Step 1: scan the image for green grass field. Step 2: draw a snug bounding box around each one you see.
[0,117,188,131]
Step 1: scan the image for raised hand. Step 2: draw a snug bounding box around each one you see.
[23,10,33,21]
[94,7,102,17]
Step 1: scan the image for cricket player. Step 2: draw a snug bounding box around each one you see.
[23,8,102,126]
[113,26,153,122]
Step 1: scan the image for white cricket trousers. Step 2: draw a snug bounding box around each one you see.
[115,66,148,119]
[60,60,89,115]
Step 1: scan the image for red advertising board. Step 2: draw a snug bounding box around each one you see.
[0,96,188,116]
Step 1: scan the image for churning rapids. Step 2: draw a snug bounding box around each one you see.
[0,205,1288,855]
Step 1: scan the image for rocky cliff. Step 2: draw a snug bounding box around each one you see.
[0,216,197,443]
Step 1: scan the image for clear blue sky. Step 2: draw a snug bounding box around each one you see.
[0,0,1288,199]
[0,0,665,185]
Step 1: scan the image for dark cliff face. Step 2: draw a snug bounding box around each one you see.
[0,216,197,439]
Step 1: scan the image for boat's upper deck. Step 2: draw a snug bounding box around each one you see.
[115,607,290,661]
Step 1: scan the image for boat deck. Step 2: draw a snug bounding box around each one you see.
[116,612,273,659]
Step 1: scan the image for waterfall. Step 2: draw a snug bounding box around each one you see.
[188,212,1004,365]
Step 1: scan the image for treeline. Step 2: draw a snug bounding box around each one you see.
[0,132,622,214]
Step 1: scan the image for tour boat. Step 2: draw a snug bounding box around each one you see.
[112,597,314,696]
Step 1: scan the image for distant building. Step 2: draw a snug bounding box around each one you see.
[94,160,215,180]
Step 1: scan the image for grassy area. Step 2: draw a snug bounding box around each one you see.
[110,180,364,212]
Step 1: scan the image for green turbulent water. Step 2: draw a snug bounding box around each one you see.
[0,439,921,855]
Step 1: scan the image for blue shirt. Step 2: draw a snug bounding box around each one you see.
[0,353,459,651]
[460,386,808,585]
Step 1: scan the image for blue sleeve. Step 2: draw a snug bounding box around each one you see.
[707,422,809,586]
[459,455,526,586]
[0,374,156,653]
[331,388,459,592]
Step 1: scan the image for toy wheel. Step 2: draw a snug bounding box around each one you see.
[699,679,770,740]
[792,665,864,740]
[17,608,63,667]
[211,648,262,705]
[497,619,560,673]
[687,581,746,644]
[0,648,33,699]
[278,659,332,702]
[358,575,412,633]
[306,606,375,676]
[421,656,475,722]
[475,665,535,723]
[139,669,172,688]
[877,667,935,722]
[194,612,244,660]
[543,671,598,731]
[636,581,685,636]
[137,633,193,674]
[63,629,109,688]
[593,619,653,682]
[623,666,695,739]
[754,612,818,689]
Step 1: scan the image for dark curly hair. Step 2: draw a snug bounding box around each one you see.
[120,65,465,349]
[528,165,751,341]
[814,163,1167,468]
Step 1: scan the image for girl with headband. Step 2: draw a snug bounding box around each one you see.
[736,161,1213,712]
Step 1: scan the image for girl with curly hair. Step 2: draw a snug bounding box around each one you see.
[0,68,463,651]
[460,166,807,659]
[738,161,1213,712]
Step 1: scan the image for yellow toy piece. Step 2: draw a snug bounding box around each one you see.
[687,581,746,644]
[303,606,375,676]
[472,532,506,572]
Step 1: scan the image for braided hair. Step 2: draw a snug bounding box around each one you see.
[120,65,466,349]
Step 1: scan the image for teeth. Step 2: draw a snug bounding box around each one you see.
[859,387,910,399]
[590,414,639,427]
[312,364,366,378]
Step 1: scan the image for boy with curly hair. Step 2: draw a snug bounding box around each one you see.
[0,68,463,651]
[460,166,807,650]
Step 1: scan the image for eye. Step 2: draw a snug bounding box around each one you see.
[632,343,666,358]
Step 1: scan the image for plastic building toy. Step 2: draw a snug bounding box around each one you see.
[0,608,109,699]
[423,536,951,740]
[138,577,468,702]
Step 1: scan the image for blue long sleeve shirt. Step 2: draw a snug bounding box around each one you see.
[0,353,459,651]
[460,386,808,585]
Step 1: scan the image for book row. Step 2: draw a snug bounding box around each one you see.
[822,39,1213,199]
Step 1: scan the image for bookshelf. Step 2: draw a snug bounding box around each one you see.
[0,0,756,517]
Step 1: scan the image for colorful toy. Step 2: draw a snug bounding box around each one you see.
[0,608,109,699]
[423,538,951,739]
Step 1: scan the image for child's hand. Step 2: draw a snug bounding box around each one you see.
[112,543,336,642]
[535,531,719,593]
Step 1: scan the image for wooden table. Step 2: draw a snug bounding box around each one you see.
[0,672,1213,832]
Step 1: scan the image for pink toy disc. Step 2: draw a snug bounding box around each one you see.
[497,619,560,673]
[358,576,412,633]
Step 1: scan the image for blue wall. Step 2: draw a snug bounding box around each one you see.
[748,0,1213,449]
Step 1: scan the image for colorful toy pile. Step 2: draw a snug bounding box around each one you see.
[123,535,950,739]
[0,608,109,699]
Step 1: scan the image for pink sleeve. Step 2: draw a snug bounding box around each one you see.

_ _ _

§ **Aufgabenstellung**
Gib das gesamte Material oben als Markdown-Tabelle mit den Spalten „Nummer“ und „Zeile“ wieder, fortlaufend nummeriert und ohne Leerzeilen.

§ **Lösung**
| Nummer | Zeile |
|---|---|
| 1 | Step 1: scan the image for green grass field. Step 2: draw a snug bounding box around each one you see. |
| 2 | [0,117,188,131] |
| 3 | Step 1: scan the image for raised hand. Step 2: draw a snug bounding box around each one you see. |
| 4 | [23,10,33,21] |
| 5 | [94,7,102,17] |
| 6 | Step 1: scan the image for cricket player. Step 2: draw a snug bounding box around each one you see. |
| 7 | [23,8,102,126] |
| 8 | [113,26,153,122] |
| 9 | Step 1: scan the image for white cricket trousers. Step 2: draw a snug bounding box around each one you see. |
| 10 | [115,66,148,119] |
| 11 | [60,60,89,115] |
| 12 | Step 1: scan the image for red advertising board. Step 2: draw a snug bounding box around each one you see. |
| 13 | [0,96,188,116] |
| 14 | Step 1: scan the image for churning rapids. Step 2: draw a snug bounding box around each one you see. |
| 15 | [0,205,1288,855] |
| 16 | Step 1: scan the image for rocky cliff. Step 2: draw a snug bounding box around each one you see. |
| 17 | [0,216,197,443] |
| 18 | Step 1: scan the image for clear blue sky. Step 2: draw a snug bounding box around each one you see. |
| 19 | [0,0,1288,199] |
| 20 | [0,0,665,185] |
| 21 | Step 1: scan the image for dark cliff face. Step 2: draw a snug bounding box around each one you see. |
| 22 | [0,216,197,439] |
| 23 | Step 1: scan the image for boat's upper deck. Step 2: draw a snug bounding box around each one you see. |
| 24 | [115,607,290,661] |
| 25 | Step 1: scan the image for boat deck. Step 2: draw a snug bounding box around each one you see. |
| 26 | [116,612,273,659] |
| 27 | Step 1: scan the image for waterfall. Step 2: draw a snug bounding box around each one you see. |
| 28 | [188,212,1004,365] |
| 29 | Step 1: scan the image for treeline. Step 2: draw a snug bounding box around each one you see. |
| 30 | [0,132,622,214] |
| 31 | Step 1: scan the image for tour boat. Step 2: draw a snug bounding box around each one you see. |
| 32 | [112,597,314,696] |
| 33 | Step 1: scan the image for distant building. Step 2: draw a snug bounding box around each one you see. |
| 34 | [94,160,215,180] |
| 35 | Step 1: scan the image for grassy area. Step 2: draw a snug bounding box around each one you see. |
| 36 | [110,180,364,212] |
| 37 | Step 1: scan the image for green turbulent water. Step 2: draw a snug bounding box around each one you see. |
| 38 | [0,439,921,855] |
| 39 | Step 1: scan the image for blue shirt. Step 2: draw a snug bounding box around each one you see. |
| 40 | [0,353,459,651] |
| 41 | [460,386,808,585] |
| 42 | Step 1: scan the image for blue sleeve. Step 2: draw a snug bounding box around each one you see. |
| 43 | [707,422,809,586] |
| 44 | [459,455,526,586] |
| 45 | [0,374,156,653] |
| 46 | [331,388,459,592] |
| 47 | Step 1: scan the image for toy wheel. Step 2: draw a snug bounding box around each one you see. |
| 48 | [699,679,770,740] |
| 49 | [792,665,864,740] |
| 50 | [17,608,63,667] |
| 51 | [211,648,262,705] |
| 52 | [497,619,560,673] |
| 53 | [687,581,746,644] |
| 54 | [0,648,33,699] |
| 55 | [278,659,332,702] |
| 56 | [358,575,412,633] |
| 57 | [306,606,375,676] |
| 58 | [421,656,475,722] |
| 59 | [475,665,535,723] |
| 60 | [139,669,172,688] |
| 61 | [877,667,935,722] |
| 62 | [194,612,244,660] |
| 63 | [543,671,598,731] |
| 64 | [636,581,685,636] |
| 65 | [137,633,193,674] |
| 66 | [63,629,109,688] |
| 67 | [593,619,653,682] |
| 68 | [623,666,695,739] |
| 69 | [754,612,818,689] |
| 70 | Step 1: scan the image for dark curly hair. Step 2: draw a snug bounding box around each one you see. |
| 71 | [120,65,465,349] |
| 72 | [528,165,751,341] |
| 73 | [814,163,1167,468] |
| 74 | Step 1: scan the image for girl with headband. Step 2: draw a snug bounding box around each one you see. |
| 75 | [736,161,1213,712] |
| 76 | Step 1: scan the image for girl with curly hair. Step 2: draw a snug bounding box around each one you see. |
| 77 | [0,68,463,651] |
| 78 | [460,166,807,659] |
| 79 | [738,161,1213,712] |
| 80 | Step 1: scan the image for yellow toy piece. Step 2: draw a snug bounding box around each one you see. |
| 81 | [687,581,746,644] |
| 82 | [303,606,375,676] |
| 83 | [472,532,506,572] |
| 84 | Step 1: scan the image for braided hair. Step 2: draw a snug bounding box around each one you see. |
| 85 | [120,65,466,349] |
| 86 | Step 1: scan the image for teeth. Step 2: draw a snug bounding box around each one you see. |
| 87 | [859,387,910,399] |
| 88 | [590,414,639,427] |
| 89 | [312,364,366,378] |
| 90 | Step 1: scan the image for boy with curly hair. Step 2: draw a snug bounding box around each one you see. |
| 91 | [0,68,463,651] |
| 92 | [460,166,807,650] |
| 93 | Step 1: scan the image for eye. Step 2: draw a snug bounding box around each one you see. |
| 94 | [632,343,666,358] |
| 95 | Step 1: scan the image for plastic building toy. Step 2: draw a snug bounding box around each one you see. |
| 96 | [0,608,109,699] |
| 97 | [423,536,951,740] |
| 98 | [138,577,468,702] |
| 99 | Step 1: scan the image for blue long sleeve shirt. Step 2: draw a snug bounding box around each one you see. |
| 100 | [0,353,459,651] |
| 101 | [460,386,808,585] |
| 102 | Step 1: scan the image for book row. Step 2: draw a snug bounding box around each one you see. |
| 103 | [822,39,1213,199] |
| 104 | Step 1: scan the image for bookshelf. Step 2: draw a snug bounding box around each one you see. |
| 105 | [0,0,756,517] |
| 106 | Step 1: scan the image for colorful toy. Step 2: draw a snug bounding box around each one you see. |
| 107 | [0,608,109,699] |
| 108 | [423,538,951,739] |
| 109 | Step 1: scan the image for child's hand. Step 2: draw a snug bounding box around each one you see. |
| 110 | [112,543,336,642] |
| 111 | [535,531,719,593] |
| 112 | Step 1: scan the image for wooden table. Step 2: draw a snug bounding box around each one you see. |
| 113 | [0,672,1213,832] |
| 114 | Step 1: scan the image for pink toy disc. Step 2: draw a snug bounding box around each one you see. |
| 115 | [497,619,560,673] |
| 116 | [358,576,412,633] |
| 117 | Step 1: scan the image for blue wall. Step 2: draw a snug bounding box around each one you see. |
| 118 | [748,0,1213,449] |
| 119 | Step 1: scan the image for colorful toy pile. Step 2: draw a snug bounding box around each one you see. |
| 120 | [123,535,950,739] |
| 121 | [0,608,109,699] |
| 122 | Step 1: scan the image for pink sleeve. Step 2: draw a snug bounding box around each one you see. |